=== SOURCE DATA ===
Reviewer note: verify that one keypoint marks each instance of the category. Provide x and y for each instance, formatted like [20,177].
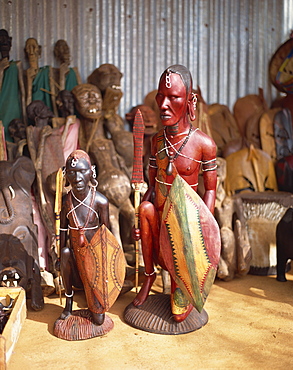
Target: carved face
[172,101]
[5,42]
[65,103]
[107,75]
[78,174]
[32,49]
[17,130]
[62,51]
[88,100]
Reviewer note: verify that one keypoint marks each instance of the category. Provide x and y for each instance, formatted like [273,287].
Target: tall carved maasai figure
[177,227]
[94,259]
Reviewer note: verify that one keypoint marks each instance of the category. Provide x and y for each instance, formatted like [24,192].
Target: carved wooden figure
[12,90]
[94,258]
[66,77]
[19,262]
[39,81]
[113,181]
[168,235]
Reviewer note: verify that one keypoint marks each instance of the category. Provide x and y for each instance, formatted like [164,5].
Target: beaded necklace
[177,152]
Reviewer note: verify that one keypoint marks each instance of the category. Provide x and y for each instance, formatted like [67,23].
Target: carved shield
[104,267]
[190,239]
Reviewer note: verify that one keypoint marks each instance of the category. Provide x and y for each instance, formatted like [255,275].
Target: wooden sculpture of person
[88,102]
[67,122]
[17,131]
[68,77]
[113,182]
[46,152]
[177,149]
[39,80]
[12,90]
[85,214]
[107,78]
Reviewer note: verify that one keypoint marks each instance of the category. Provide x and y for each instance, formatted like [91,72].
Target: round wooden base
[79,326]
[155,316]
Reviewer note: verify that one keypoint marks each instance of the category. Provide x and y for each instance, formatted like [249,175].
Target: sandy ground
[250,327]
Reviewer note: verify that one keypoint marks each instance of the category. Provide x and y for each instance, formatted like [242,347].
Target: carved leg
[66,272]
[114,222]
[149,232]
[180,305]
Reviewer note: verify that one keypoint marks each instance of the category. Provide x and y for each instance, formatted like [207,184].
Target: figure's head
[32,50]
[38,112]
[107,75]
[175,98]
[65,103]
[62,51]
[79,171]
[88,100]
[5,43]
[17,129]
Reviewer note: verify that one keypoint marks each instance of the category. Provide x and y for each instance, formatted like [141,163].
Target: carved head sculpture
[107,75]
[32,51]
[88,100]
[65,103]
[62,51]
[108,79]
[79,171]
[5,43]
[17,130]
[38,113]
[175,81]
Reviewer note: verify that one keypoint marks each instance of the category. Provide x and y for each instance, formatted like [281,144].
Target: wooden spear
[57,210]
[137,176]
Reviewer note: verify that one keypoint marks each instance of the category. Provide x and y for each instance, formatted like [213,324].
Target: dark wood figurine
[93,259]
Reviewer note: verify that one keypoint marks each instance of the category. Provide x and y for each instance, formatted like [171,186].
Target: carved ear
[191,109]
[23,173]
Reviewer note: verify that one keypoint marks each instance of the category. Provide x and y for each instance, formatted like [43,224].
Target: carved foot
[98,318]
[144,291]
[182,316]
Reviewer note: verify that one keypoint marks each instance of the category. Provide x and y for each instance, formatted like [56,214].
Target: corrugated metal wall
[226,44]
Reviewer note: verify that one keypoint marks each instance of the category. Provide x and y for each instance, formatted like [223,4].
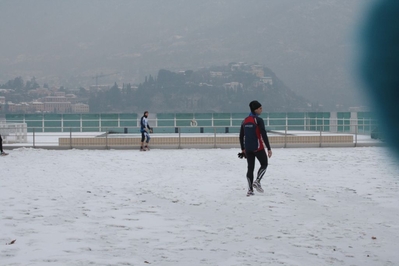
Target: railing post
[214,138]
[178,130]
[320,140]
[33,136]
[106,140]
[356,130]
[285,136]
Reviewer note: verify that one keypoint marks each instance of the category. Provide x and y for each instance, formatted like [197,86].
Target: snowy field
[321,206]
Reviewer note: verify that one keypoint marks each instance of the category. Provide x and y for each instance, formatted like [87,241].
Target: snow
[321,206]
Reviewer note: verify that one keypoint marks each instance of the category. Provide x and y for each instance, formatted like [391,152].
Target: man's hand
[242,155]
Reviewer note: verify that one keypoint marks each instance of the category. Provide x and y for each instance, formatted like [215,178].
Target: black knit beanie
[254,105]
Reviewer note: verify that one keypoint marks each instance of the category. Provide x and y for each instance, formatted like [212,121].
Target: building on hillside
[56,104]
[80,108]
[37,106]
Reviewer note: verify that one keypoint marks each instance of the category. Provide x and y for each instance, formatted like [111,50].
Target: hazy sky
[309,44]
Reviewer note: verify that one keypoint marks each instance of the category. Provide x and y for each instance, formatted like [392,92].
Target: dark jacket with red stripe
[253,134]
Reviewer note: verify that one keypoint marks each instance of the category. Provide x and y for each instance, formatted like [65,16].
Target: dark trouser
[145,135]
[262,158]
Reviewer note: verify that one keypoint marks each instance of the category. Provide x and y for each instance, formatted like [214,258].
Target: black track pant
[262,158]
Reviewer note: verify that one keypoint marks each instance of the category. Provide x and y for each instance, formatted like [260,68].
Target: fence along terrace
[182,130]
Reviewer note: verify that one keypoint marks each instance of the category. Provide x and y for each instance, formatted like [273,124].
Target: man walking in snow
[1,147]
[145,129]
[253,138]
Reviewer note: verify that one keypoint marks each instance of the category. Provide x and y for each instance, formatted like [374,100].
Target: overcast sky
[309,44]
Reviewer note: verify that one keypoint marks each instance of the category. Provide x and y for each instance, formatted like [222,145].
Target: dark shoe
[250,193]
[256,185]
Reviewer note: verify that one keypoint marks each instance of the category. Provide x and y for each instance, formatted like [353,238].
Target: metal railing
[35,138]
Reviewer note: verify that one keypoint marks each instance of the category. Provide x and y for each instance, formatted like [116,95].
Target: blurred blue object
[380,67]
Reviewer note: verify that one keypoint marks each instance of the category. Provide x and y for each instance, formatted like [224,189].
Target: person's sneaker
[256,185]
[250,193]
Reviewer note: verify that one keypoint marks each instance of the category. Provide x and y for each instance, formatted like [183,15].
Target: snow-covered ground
===
• _PROBLEM DETAILS_
Would you please copy exactly the part of the entries above that begins at the line containing "formatted like [249,175]." and ends at the line containing "formatted like [141,163].", both lines included?

• _TASK OUTPUT_
Reviewer note: verify that one keypoint marks each instance of the category. Provide x and y for each instance, formatted like [249,175].
Target: sandy ground
[250,327]
Reviewer note: verify that one keypoint marks each instance of the category. Provide x and y for each instance, formatted like [242,347].
Target: carved leg
[66,272]
[114,222]
[149,232]
[180,305]
Reviewer note: verify that one keypoint marks each instance of the category. Provide x and y for each instance, formatted like [207,184].
Target: figure's head
[32,50]
[38,112]
[107,75]
[175,98]
[65,103]
[62,51]
[79,171]
[88,100]
[5,43]
[17,129]
Reviewer note: verify that one keypoint marks each instance of the category. Provide x and y for each instance, formatted like [141,163].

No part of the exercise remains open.